▸ EXTRAIT DU DOCUMENT:
CA Montpellier, 2e ch. A, 18 mars 1999, n° 97-0005424
MONTPELLIER
Arrêt
Confirmation
PARTIES
Demandeur :
Promosud (SARL)
Défendeur :
Radio Grands Causses (SARL)
COMPOSITION DE LA JURIDICTION
Président :
M. Ottavy
Conseillers :
MM. Derdeyn, Ilhe-Delannoy
Avoués :
SCP Touzery-Cottalorda, SCP Argellies-Travier
Avocats :
Mes Aimonetti, Friggeri.
Faits et procédure
La SARL Radio Grands Causses dite ci-après société RGC émet, depuis mai 1993, sur les départements de l'Aveyron et de la Lozère les programmes radio de la station Chérie-FM, ce, sur les fréquences qui lui ont été accordées par le Conseil Supérieur de l'Audiovisuel.
Cette société a été constituée avec, pour membre fondateur, Philippe Cluzel lequel a été associé-gérant jusqu'au 31 mai 1993 puis associé jusqu'au 10 mars 1997 date à laquelle il a cédé ses parts.

▸ LIGNES FOURNIES:
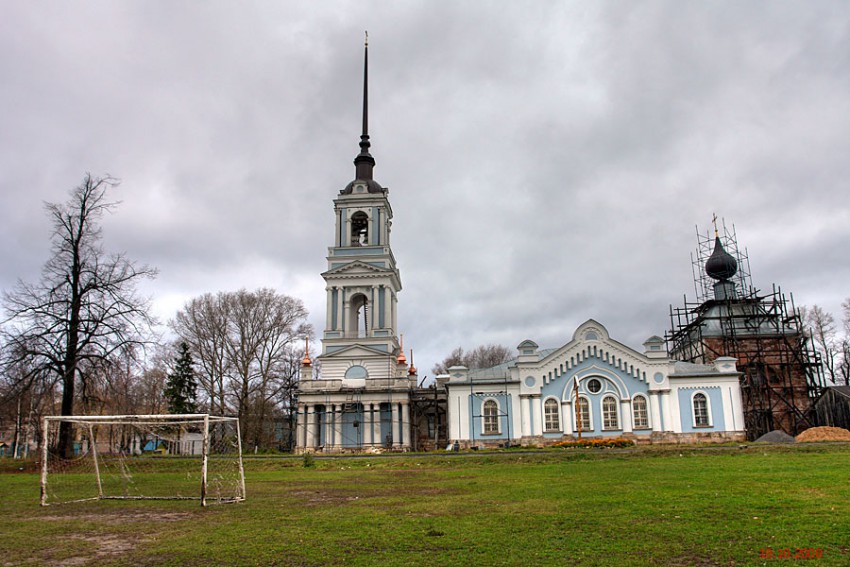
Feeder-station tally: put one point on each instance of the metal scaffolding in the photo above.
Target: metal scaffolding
(781, 372)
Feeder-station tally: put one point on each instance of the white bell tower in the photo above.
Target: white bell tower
(361, 398)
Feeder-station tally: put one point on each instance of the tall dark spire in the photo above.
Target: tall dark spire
(364, 162)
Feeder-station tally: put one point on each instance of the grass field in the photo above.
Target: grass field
(674, 506)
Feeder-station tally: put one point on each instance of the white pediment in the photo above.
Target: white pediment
(357, 268)
(355, 351)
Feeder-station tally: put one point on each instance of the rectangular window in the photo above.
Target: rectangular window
(551, 415)
(583, 415)
(640, 413)
(491, 417)
(609, 414)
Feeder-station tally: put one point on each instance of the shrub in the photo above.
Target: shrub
(609, 443)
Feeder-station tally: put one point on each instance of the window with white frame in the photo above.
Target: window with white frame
(640, 413)
(551, 414)
(609, 413)
(491, 417)
(583, 414)
(701, 416)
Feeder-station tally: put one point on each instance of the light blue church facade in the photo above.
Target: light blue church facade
(596, 387)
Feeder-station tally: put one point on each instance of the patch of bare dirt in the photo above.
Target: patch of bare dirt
(102, 547)
(125, 517)
(823, 434)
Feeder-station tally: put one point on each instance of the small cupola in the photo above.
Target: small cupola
(721, 266)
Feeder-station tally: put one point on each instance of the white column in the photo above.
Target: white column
(376, 425)
(536, 423)
(405, 424)
(329, 322)
(373, 306)
(655, 408)
(310, 433)
(299, 428)
(626, 416)
(395, 424)
(338, 426)
(526, 416)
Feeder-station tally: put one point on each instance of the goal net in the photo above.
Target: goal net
(137, 457)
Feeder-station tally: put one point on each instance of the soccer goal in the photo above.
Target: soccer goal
(143, 457)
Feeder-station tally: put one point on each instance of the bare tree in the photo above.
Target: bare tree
(244, 343)
(843, 369)
(824, 335)
(85, 307)
(482, 356)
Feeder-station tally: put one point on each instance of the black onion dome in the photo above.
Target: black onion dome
(720, 265)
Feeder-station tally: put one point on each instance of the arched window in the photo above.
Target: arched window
(701, 415)
(359, 229)
(640, 413)
(609, 413)
(583, 414)
(491, 417)
(358, 315)
(551, 414)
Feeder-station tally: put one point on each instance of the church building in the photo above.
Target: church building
(367, 397)
(362, 399)
(594, 387)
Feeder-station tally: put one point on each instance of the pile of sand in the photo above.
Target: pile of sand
(775, 436)
(823, 434)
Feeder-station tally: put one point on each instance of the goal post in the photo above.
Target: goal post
(143, 457)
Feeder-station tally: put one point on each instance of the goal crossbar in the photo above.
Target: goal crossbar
(122, 454)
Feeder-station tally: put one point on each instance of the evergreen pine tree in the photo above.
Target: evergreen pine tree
(181, 385)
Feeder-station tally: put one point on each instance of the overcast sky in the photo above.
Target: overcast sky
(547, 161)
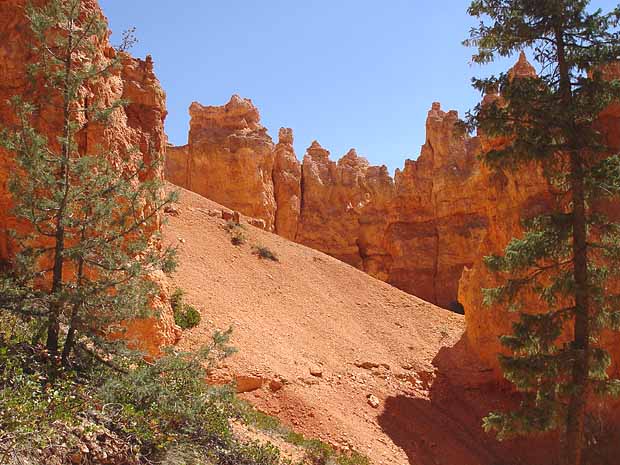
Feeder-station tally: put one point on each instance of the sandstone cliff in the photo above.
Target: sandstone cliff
(229, 158)
(135, 131)
(426, 231)
(416, 231)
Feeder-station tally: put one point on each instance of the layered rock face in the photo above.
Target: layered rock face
(426, 231)
(136, 132)
(287, 186)
(229, 158)
(416, 231)
(511, 198)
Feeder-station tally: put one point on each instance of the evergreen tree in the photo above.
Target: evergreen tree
(567, 257)
(83, 268)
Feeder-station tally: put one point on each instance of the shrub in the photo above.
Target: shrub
(237, 233)
(456, 307)
(264, 252)
(185, 315)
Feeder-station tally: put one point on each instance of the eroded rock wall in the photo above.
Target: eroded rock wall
(229, 158)
(416, 231)
(135, 133)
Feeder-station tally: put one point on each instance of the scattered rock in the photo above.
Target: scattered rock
(373, 401)
(172, 209)
(258, 223)
(248, 383)
(275, 385)
(367, 365)
(227, 215)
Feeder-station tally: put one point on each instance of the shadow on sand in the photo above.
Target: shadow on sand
(444, 428)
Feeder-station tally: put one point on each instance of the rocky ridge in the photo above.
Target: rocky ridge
(424, 231)
(136, 132)
(416, 231)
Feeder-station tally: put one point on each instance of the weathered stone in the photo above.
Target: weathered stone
(229, 158)
(139, 125)
(287, 186)
(248, 383)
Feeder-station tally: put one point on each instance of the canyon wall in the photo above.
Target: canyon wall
(416, 231)
(425, 231)
(135, 133)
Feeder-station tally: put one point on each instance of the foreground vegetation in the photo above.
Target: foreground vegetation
(561, 276)
(131, 411)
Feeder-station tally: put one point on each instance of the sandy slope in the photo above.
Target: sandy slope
(310, 312)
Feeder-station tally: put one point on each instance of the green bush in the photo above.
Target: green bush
(264, 252)
(186, 316)
(237, 233)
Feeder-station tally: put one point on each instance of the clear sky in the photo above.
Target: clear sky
(348, 73)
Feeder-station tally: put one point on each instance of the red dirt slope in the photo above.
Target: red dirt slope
(333, 336)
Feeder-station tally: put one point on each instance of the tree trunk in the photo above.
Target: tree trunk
(581, 339)
(53, 327)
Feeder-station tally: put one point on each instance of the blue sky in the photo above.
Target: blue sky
(348, 73)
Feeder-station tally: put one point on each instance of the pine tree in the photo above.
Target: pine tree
(83, 268)
(567, 257)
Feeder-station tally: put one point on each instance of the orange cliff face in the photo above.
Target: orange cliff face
(416, 231)
(229, 159)
(511, 198)
(137, 126)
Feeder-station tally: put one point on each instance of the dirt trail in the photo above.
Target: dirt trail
(333, 336)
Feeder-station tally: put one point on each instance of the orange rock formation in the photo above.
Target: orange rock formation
(137, 126)
(417, 231)
(229, 158)
(426, 231)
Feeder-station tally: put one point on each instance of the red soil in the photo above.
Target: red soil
(310, 312)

▸ OBJECTIF DE L'EXERCICE: Poursuivez l'arrêt de la cour d'appel de Montpellier à la suite de sa dernière phrase. Les lignes forment un matériau à part, distinct de l'arrêt.

▸ RÉSULTAT:
Par ailleurs la Société Promosud exerce une activité de publicitaire dans le cadre de l'exploitation d'une radio connue sous le nom de Fun Radio dans les départements de l'Aveyron et de la Lozère.
Plus précisément, la société Promosud est titulaire de l'autorisation d'émettre sur la fréquence utilisée par les programmes Fun Radio en Lozère et elle est régisseur publicitaire de la société Média Leader laquelle est titulaire de l'autorisation d'émettre sur la fréquence utilisée par les programmes Fun Radio pour le département de l'Aveyron.
De janvier 1988 à novembre 1991 Philippe Cluzel avait des relations contractuelles avec la société Promosud pour laquelle il intervenait, comme agent commercial chargé de trouver des annonceurs publicitaires.
Le 1er novembre 1991 Philippe Cluzel signait un contrat de travail avec la société Promosud.
Ce contrat de travail prévoyait une clause de non-concurrence interdisant à Philippe Cluzel en cas de cessation de contrat " de s'intéresser directement ou indirectement à quelque titre que ce soit à toute activité touchant au secteur de la publicité radiophonique, pendant une durée de 10 ans, et sur les départements de l'Aveyron et de la Lozère ".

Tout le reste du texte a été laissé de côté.